# [Do this]
Rewrite all of the entries below so that each occurrence of "whole-pixels" becomes "integer-pixels", keeping every other character as it stands. Leave the pictures out of your answer.

Mask labeling examples
* * * * *
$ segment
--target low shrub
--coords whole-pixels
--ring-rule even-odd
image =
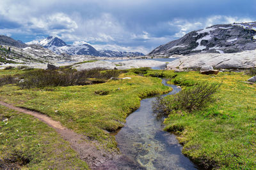
[[[141,67],[138,69],[134,69],[132,70],[132,72],[137,74],[147,74],[150,67]]]
[[[11,75],[3,76],[0,78],[0,87],[8,85],[8,84],[13,84],[17,83],[19,80]]]
[[[35,70],[22,76],[24,81],[19,83],[23,89],[56,86],[84,85],[106,82],[113,76],[118,76],[120,70],[104,70],[102,68],[76,71],[72,69]],[[94,78],[92,80],[92,78]]]
[[[153,110],[159,117],[166,117],[177,111],[191,113],[200,110],[214,101],[213,94],[220,84],[198,83],[174,96],[157,97]]]
[[[256,67],[252,67],[246,70],[245,73],[251,76],[256,76]]]
[[[6,67],[4,69],[7,70],[7,69],[12,69],[14,68],[15,68],[15,67],[13,67],[13,66],[8,66],[8,67]]]

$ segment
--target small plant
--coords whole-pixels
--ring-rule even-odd
[[[213,94],[220,85],[198,83],[175,96],[158,97],[153,104],[153,110],[159,117],[166,117],[177,111],[191,113],[207,106],[214,99]]]
[[[8,66],[8,67],[6,67],[5,68],[4,68],[4,69],[5,70],[7,70],[7,69],[14,69],[15,67],[13,67],[13,66]]]
[[[19,83],[21,88],[56,86],[85,85],[106,82],[111,77],[118,76],[125,71],[104,70],[102,68],[76,71],[73,69],[35,70],[22,76],[24,81]]]
[[[252,67],[246,70],[245,73],[251,76],[256,76],[256,67]]]

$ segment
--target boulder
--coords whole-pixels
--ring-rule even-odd
[[[204,66],[201,67],[200,72],[202,71],[208,71],[210,70],[213,70],[212,66]]]
[[[256,76],[249,78],[247,81],[250,81],[250,82],[252,82],[252,83],[255,83],[256,82]]]
[[[209,71],[200,71],[202,74],[217,74],[219,73],[218,70],[213,69],[213,70],[209,70]]]
[[[55,69],[58,69],[59,67],[55,66],[53,64],[47,64],[47,69],[49,70],[55,70]]]
[[[129,79],[129,80],[131,80],[131,79],[132,79],[131,77],[125,77],[125,78],[123,78],[123,79]]]
[[[219,73],[218,70],[213,69],[211,66],[204,66],[201,67],[200,73],[202,74],[217,74]]]

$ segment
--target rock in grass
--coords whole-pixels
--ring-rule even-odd
[[[58,69],[59,67],[55,66],[53,64],[47,64],[47,69],[49,70],[55,70],[55,69]]]
[[[210,70],[213,70],[213,67],[212,66],[204,66],[201,67],[200,71],[210,71]]]
[[[249,78],[247,81],[250,81],[250,82],[252,82],[252,83],[256,82],[256,76]]]
[[[201,67],[200,73],[202,74],[217,74],[219,73],[218,70],[213,69],[211,66],[204,66]]]
[[[125,77],[125,78],[123,78],[123,79],[128,79],[128,80],[131,80],[131,79],[132,79],[131,77]]]

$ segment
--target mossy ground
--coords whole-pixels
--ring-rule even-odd
[[[32,116],[0,106],[0,169],[88,169],[69,146]]]
[[[0,74],[8,71],[3,70]],[[104,148],[116,150],[115,136],[109,132],[123,126],[127,115],[139,108],[142,98],[170,90],[157,78],[142,77],[133,72],[122,76],[130,76],[131,80],[31,89],[6,85],[0,88],[0,98],[47,115],[64,126],[97,140]]]
[[[23,71],[3,70],[0,75],[20,71]],[[130,76],[131,80],[92,85],[26,90],[6,85],[0,88],[0,98],[16,106],[39,111],[76,132],[97,140],[106,148],[115,150],[115,137],[107,131],[115,131],[122,127],[127,116],[139,107],[141,98],[170,90],[161,85],[159,78],[139,76],[134,72],[170,78],[172,83],[183,88],[198,81],[221,83],[214,95],[216,102],[191,113],[179,112],[169,115],[164,122],[166,130],[177,134],[184,146],[183,153],[204,167],[255,168],[256,85],[245,83],[250,77],[243,73],[202,75],[193,71],[136,69],[120,76]]]
[[[183,88],[198,81],[221,83],[214,95],[216,102],[191,113],[170,115],[166,130],[179,134],[182,153],[204,167],[255,169],[256,85],[244,82],[250,76],[243,72],[203,75],[152,71],[147,74],[171,78],[171,83]]]

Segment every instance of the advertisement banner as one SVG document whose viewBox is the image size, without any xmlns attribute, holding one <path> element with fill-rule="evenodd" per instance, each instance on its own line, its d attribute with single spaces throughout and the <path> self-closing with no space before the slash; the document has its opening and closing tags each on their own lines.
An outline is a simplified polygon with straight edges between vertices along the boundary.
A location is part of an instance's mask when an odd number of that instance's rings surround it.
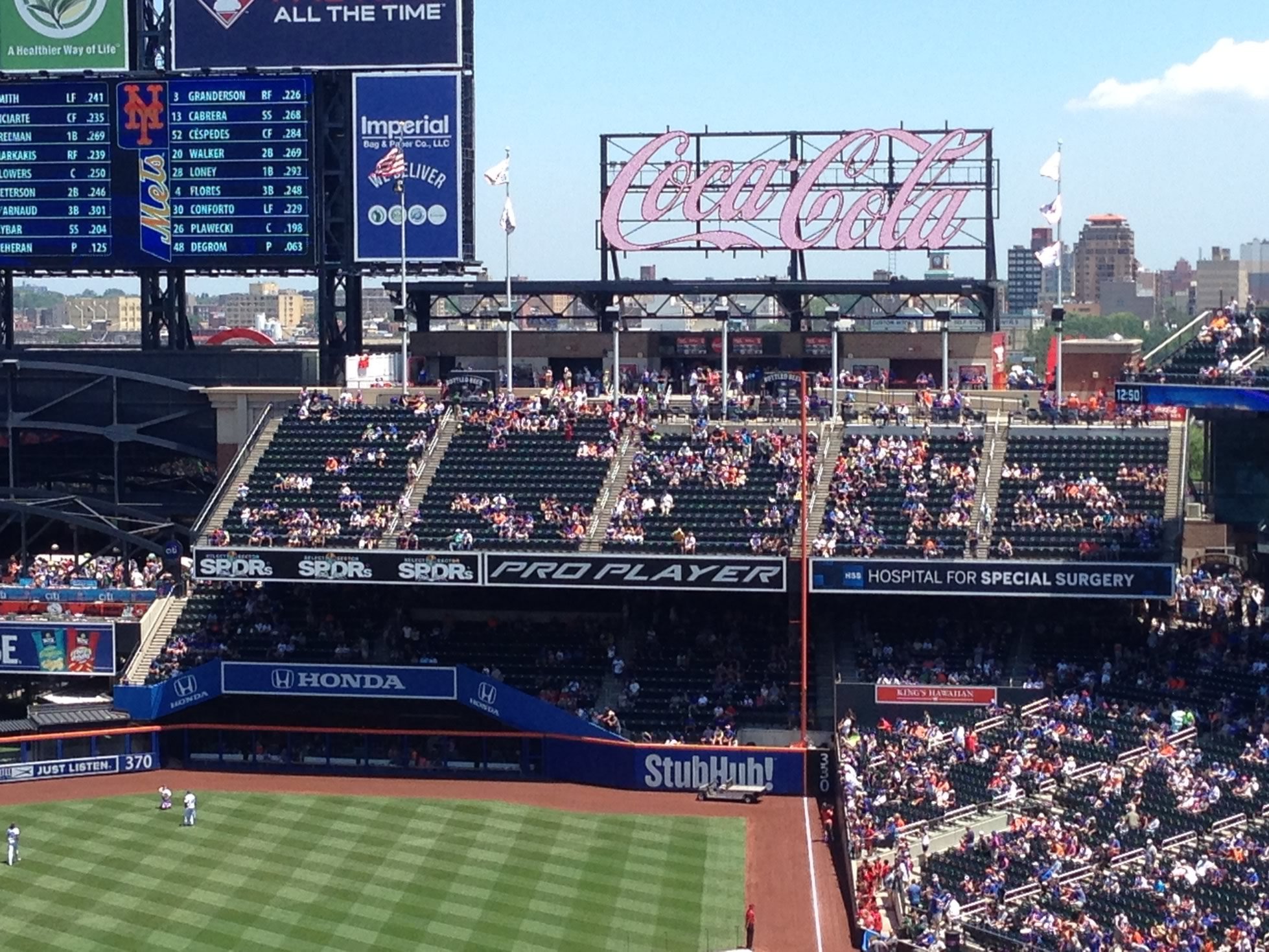
<svg viewBox="0 0 1269 952">
<path fill-rule="evenodd" d="M 119 0 L 122 5 L 122 0 Z M 463 0 L 169 0 L 175 70 L 459 69 Z"/>
<path fill-rule="evenodd" d="M 802 796 L 806 757 L 779 748 L 707 748 L 604 744 L 547 737 L 543 773 L 551 779 L 621 790 L 697 791 L 711 781 Z"/>
<path fill-rule="evenodd" d="M 154 589 L 81 589 L 81 588 L 25 588 L 0 585 L 3 602 L 131 602 L 148 604 L 155 600 Z"/>
<path fill-rule="evenodd" d="M 807 357 L 832 357 L 832 338 L 822 334 L 802 338 L 802 353 Z"/>
<path fill-rule="evenodd" d="M 600 151 L 603 251 L 982 249 L 996 215 L 991 129 L 669 129 Z"/>
<path fill-rule="evenodd" d="M 1175 574 L 1157 562 L 812 559 L 811 592 L 1167 599 Z"/>
<path fill-rule="evenodd" d="M 159 769 L 159 757 L 148 751 L 112 754 L 110 757 L 75 757 L 66 760 L 30 760 L 24 764 L 0 765 L 0 783 L 90 777 L 100 773 L 140 773 L 156 769 Z"/>
<path fill-rule="evenodd" d="M 388 9 L 388 8 L 385 8 Z M 358 261 L 462 259 L 462 112 L 457 72 L 353 76 L 353 208 Z M 405 152 L 405 207 L 395 178 L 376 175 L 393 147 Z"/>
<path fill-rule="evenodd" d="M 996 703 L 996 689 L 964 684 L 878 684 L 874 701 L 878 704 L 986 707 Z"/>
<path fill-rule="evenodd" d="M 221 693 L 457 701 L 458 675 L 453 668 L 222 661 Z"/>
<path fill-rule="evenodd" d="M 123 72 L 128 69 L 127 10 L 126 0 L 4 0 L 0 72 Z"/>
<path fill-rule="evenodd" d="M 390 585 L 480 585 L 476 552 L 358 548 L 216 548 L 195 546 L 199 581 L 373 581 Z"/>
<path fill-rule="evenodd" d="M 744 556 L 485 556 L 487 585 L 648 592 L 784 592 L 788 560 Z"/>
<path fill-rule="evenodd" d="M 0 622 L 0 674 L 114 674 L 113 622 Z"/>
</svg>

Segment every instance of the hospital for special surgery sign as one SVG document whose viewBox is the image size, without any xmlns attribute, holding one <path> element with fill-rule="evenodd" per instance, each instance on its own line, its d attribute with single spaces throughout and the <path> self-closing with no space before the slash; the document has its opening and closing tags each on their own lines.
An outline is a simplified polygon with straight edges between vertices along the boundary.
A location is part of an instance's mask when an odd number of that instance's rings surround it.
* * * * *
# [Completed exercise]
$ segment
--target low shrub
--coords integer-pixels
--ring-rule even-odd
image =
[[[141,67],[138,69],[134,69],[132,70],[132,72],[137,74],[147,74],[150,67]]]
[[[11,75],[3,76],[0,78],[0,87],[8,85],[8,84],[13,84],[17,83],[19,80]]]
[[[35,70],[22,76],[24,81],[19,83],[23,89],[56,86],[84,85],[106,82],[113,76],[118,76],[120,70],[104,70],[102,68],[76,71],[72,69]],[[94,78],[92,80],[92,78]]]
[[[153,110],[159,117],[166,117],[177,111],[191,113],[200,110],[214,101],[213,94],[220,84],[198,83],[174,96],[157,97]]]
[[[256,67],[252,67],[246,70],[245,73],[251,76],[256,76]]]
[[[6,67],[4,69],[7,70],[7,69],[12,69],[14,68],[15,68],[15,67],[13,67],[13,66],[8,66],[8,67]]]

$ segment
--target small plant
--coords integer-pixels
--ring-rule even-odd
[[[213,94],[220,85],[198,83],[175,96],[158,97],[153,104],[153,110],[159,117],[166,117],[177,111],[191,113],[207,106],[214,99]]]
[[[8,66],[8,67],[6,67],[5,68],[4,68],[4,69],[5,70],[7,70],[7,69],[14,69],[15,67],[13,67],[13,66]]]
[[[19,83],[21,88],[56,86],[85,85],[106,82],[111,77],[118,76],[125,71],[104,70],[102,68],[76,71],[73,69],[35,70],[22,76],[24,81]]]
[[[252,67],[246,70],[245,73],[251,76],[256,76],[256,67]]]

$ segment
--target boulder
--coords integer-pixels
--ring-rule even-odd
[[[204,66],[201,67],[200,72],[202,71],[208,71],[210,70],[213,70],[212,66]]]
[[[256,76],[249,78],[247,81],[250,81],[250,82],[252,82],[252,83],[255,83],[256,82]]]
[[[209,71],[200,71],[202,74],[217,74],[219,73],[218,70],[213,69],[213,70],[209,70]]]
[[[55,69],[58,69],[59,67],[55,66],[53,64],[47,64],[47,69],[49,70],[55,70]]]
[[[129,79],[129,80],[131,80],[131,79],[132,79],[131,77],[125,77],[125,78],[123,78],[123,79]]]
[[[219,73],[218,70],[213,69],[211,66],[204,66],[201,67],[200,73],[202,74],[217,74]]]

$ segment
--target rock in grass
--coords integer-pixels
--ring-rule even-odd
[[[58,69],[59,67],[55,66],[53,64],[47,64],[47,69],[49,70],[55,70],[55,69]]]
[[[210,70],[213,70],[213,67],[212,66],[204,66],[201,67],[200,71],[210,71]]]
[[[249,78],[247,81],[250,81],[250,82],[252,82],[252,83],[256,82],[256,76]]]
[[[201,67],[200,73],[202,74],[217,74],[219,73],[218,70],[213,69],[211,66],[204,66]]]
[[[125,77],[125,78],[123,78],[123,79],[128,79],[128,80],[131,80],[131,79],[132,79],[131,77]]]

$ segment
--target mossy ground
--coords integer-pixels
--ring-rule even-odd
[[[32,116],[0,106],[0,169],[88,169],[69,146]]]
[[[0,74],[8,71],[3,70]],[[104,148],[116,150],[115,136],[109,132],[123,126],[127,115],[139,108],[142,98],[170,90],[157,78],[142,77],[133,72],[122,76],[130,76],[131,80],[31,89],[6,85],[0,88],[0,98],[47,115],[64,126],[97,140]]]
[[[23,71],[3,70],[0,75],[20,71]],[[130,76],[131,80],[92,85],[26,90],[6,85],[0,88],[0,98],[16,106],[39,111],[76,132],[97,140],[106,148],[115,150],[115,137],[107,131],[115,131],[122,127],[127,116],[139,107],[141,98],[170,90],[161,85],[159,78],[139,76],[134,72],[170,78],[172,83],[183,88],[198,81],[221,83],[214,95],[216,102],[191,113],[179,112],[169,115],[164,122],[166,130],[177,134],[184,146],[183,153],[204,167],[255,168],[256,85],[245,83],[250,77],[243,73],[202,75],[193,71],[136,69],[120,76]]]
[[[183,88],[198,81],[221,83],[214,95],[216,102],[191,113],[170,115],[166,130],[179,134],[182,153],[204,167],[255,169],[256,85],[244,82],[250,76],[243,72],[203,75],[152,71],[147,74],[171,78],[171,83]]]

Segment every instance of the advertisement banner as one SVG document whose viewBox is the image size, without any xmlns attribute, holding one <path> element with fill-rule="evenodd" per instance, each instance on its own line, its d attribute with single spaces throughout and the <path> self-closing with no space before the slash; the document has its opening and closing tags each on their own lines.
An outline is a simplified polygon with straight edges between vertices along the boundary.
A location is part of an instance's mask when an odd number of that instance's rings surround it.
<svg viewBox="0 0 1269 952">
<path fill-rule="evenodd" d="M 119 0 L 122 5 L 122 0 Z M 463 0 L 169 0 L 175 70 L 459 69 Z"/>
<path fill-rule="evenodd" d="M 802 796 L 806 757 L 779 748 L 707 748 L 604 744 L 547 737 L 543 773 L 551 779 L 621 790 L 697 791 L 711 781 Z"/>
<path fill-rule="evenodd" d="M 154 589 L 81 589 L 81 588 L 25 588 L 0 585 L 3 602 L 131 602 L 148 604 L 155 600 Z"/>
<path fill-rule="evenodd" d="M 807 357 L 832 357 L 832 338 L 822 334 L 802 338 L 802 353 Z"/>
<path fill-rule="evenodd" d="M 600 151 L 603 251 L 982 249 L 996 215 L 991 129 L 669 129 Z"/>
<path fill-rule="evenodd" d="M 1175 574 L 1157 562 L 812 559 L 811 592 L 1167 599 Z"/>
<path fill-rule="evenodd" d="M 159 769 L 159 757 L 148 751 L 112 754 L 110 757 L 75 757 L 66 760 L 30 760 L 24 764 L 0 765 L 0 783 L 90 777 L 100 773 L 140 773 L 156 769 Z"/>
<path fill-rule="evenodd" d="M 388 9 L 388 8 L 385 8 Z M 358 261 L 462 259 L 462 112 L 457 72 L 353 76 L 353 208 Z M 405 152 L 405 207 L 395 178 L 376 175 L 393 147 Z"/>
<path fill-rule="evenodd" d="M 996 703 L 996 689 L 964 684 L 878 684 L 874 701 L 878 704 L 986 707 Z"/>
<path fill-rule="evenodd" d="M 221 693 L 457 701 L 458 675 L 453 668 L 222 661 Z"/>
<path fill-rule="evenodd" d="M 123 72 L 128 69 L 127 10 L 126 0 L 4 0 L 0 72 Z"/>
<path fill-rule="evenodd" d="M 390 585 L 480 585 L 476 552 L 358 548 L 216 548 L 195 546 L 199 581 L 373 581 Z"/>
<path fill-rule="evenodd" d="M 744 556 L 485 556 L 487 585 L 648 592 L 784 592 L 788 560 Z"/>
<path fill-rule="evenodd" d="M 0 622 L 0 674 L 114 674 L 113 622 Z"/>
</svg>

Segment every instance of the hospital for special surgery sign as one SVG document whose viewBox is the image size, without any xmlns attribute, holding one <path> element with fill-rule="evenodd" per instance, each instance on its own line, its d attribute with single spaces throughout and the <path> self-closing with no space before the slash; the document has its opening and closing tags each on their own lines.
An outline is a simplified polygon with straight edges between vertices along the boundary.
A location is part of an instance's mask when an odd number of that instance's rings surround it.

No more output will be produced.